··· Dataset extract ···

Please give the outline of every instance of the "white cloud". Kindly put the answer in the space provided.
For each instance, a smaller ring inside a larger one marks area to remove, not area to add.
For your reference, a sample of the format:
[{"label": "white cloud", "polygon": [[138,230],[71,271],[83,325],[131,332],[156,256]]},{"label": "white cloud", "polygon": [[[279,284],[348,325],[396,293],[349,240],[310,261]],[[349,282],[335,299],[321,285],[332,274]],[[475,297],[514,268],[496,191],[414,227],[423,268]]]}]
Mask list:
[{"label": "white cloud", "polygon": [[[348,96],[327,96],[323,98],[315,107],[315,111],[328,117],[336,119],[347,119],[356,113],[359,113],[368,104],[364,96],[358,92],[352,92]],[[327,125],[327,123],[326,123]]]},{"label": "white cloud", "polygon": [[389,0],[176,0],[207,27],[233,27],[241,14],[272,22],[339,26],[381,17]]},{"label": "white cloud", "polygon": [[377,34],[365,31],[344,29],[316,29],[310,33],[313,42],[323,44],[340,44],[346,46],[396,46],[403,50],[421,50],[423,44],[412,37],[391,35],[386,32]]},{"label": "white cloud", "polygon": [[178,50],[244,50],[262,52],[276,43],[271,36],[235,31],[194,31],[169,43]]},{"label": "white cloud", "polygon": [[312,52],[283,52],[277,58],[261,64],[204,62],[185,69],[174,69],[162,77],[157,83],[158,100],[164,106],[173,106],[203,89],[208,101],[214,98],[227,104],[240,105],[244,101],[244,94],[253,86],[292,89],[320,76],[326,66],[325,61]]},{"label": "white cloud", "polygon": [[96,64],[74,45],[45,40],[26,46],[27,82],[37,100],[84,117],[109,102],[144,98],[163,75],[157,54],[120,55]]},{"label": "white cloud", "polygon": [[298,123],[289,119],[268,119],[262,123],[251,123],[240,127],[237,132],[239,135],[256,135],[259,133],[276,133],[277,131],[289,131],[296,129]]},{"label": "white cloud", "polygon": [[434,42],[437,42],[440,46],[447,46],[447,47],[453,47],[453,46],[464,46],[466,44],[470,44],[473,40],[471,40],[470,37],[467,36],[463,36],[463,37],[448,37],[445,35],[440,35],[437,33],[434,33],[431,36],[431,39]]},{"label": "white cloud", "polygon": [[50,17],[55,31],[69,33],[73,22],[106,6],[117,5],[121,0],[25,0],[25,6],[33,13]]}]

···

# Exercise brief:
Go through the entries and restate each one exactly.

# Exercise response:
Please give the outline of every instance of the "white cloud". Kindly put the answer in the space provided.
For each instance, a smaller ring inside a larger one marks area to remove, not area to add.
For your reference, a sample of the format:
[{"label": "white cloud", "polygon": [[138,230],[71,271],[83,325],[131,332],[156,256]]},{"label": "white cloud", "polygon": [[[279,284],[348,325],[396,293],[349,240],[310,261]],[[349,282],[335,299],[321,285],[332,274]],[[475,297],[514,268],[496,191],[414,227],[423,268]]]}]
Mask list:
[{"label": "white cloud", "polygon": [[[348,96],[327,96],[323,98],[315,107],[315,111],[328,117],[336,119],[347,119],[356,113],[359,113],[368,104],[364,96],[358,92],[352,92]],[[327,125],[327,123],[326,123]]]},{"label": "white cloud", "polygon": [[389,0],[176,0],[207,27],[233,27],[241,14],[272,22],[339,26],[381,17]]},{"label": "white cloud", "polygon": [[377,34],[365,31],[344,29],[316,29],[310,33],[313,42],[323,44],[340,44],[346,46],[396,46],[403,50],[421,50],[423,44],[412,37],[391,35],[386,32]]},{"label": "white cloud", "polygon": [[178,50],[244,50],[262,52],[276,43],[271,36],[235,31],[194,31],[169,43]]},{"label": "white cloud", "polygon": [[312,52],[283,52],[277,58],[261,64],[204,62],[185,69],[174,69],[162,77],[157,83],[158,100],[164,106],[173,106],[203,89],[208,101],[214,98],[227,104],[240,105],[244,101],[244,94],[253,86],[292,89],[320,76],[326,66],[325,61]]},{"label": "white cloud", "polygon": [[96,64],[74,45],[45,40],[26,46],[27,82],[37,100],[84,117],[109,102],[144,98],[163,75],[157,54],[120,55]]},{"label": "white cloud", "polygon": [[298,123],[289,119],[268,119],[262,123],[251,123],[240,127],[237,132],[239,135],[256,135],[259,133],[276,133],[277,131],[289,131],[296,129]]},{"label": "white cloud", "polygon": [[434,42],[437,42],[440,46],[447,46],[447,47],[453,47],[453,46],[464,46],[466,44],[470,44],[473,40],[471,40],[470,37],[467,36],[463,36],[463,37],[448,37],[445,35],[440,35],[437,33],[434,33],[431,36],[431,39]]},{"label": "white cloud", "polygon": [[50,17],[55,31],[69,33],[73,22],[106,6],[117,5],[121,0],[25,0],[25,6],[33,13]]}]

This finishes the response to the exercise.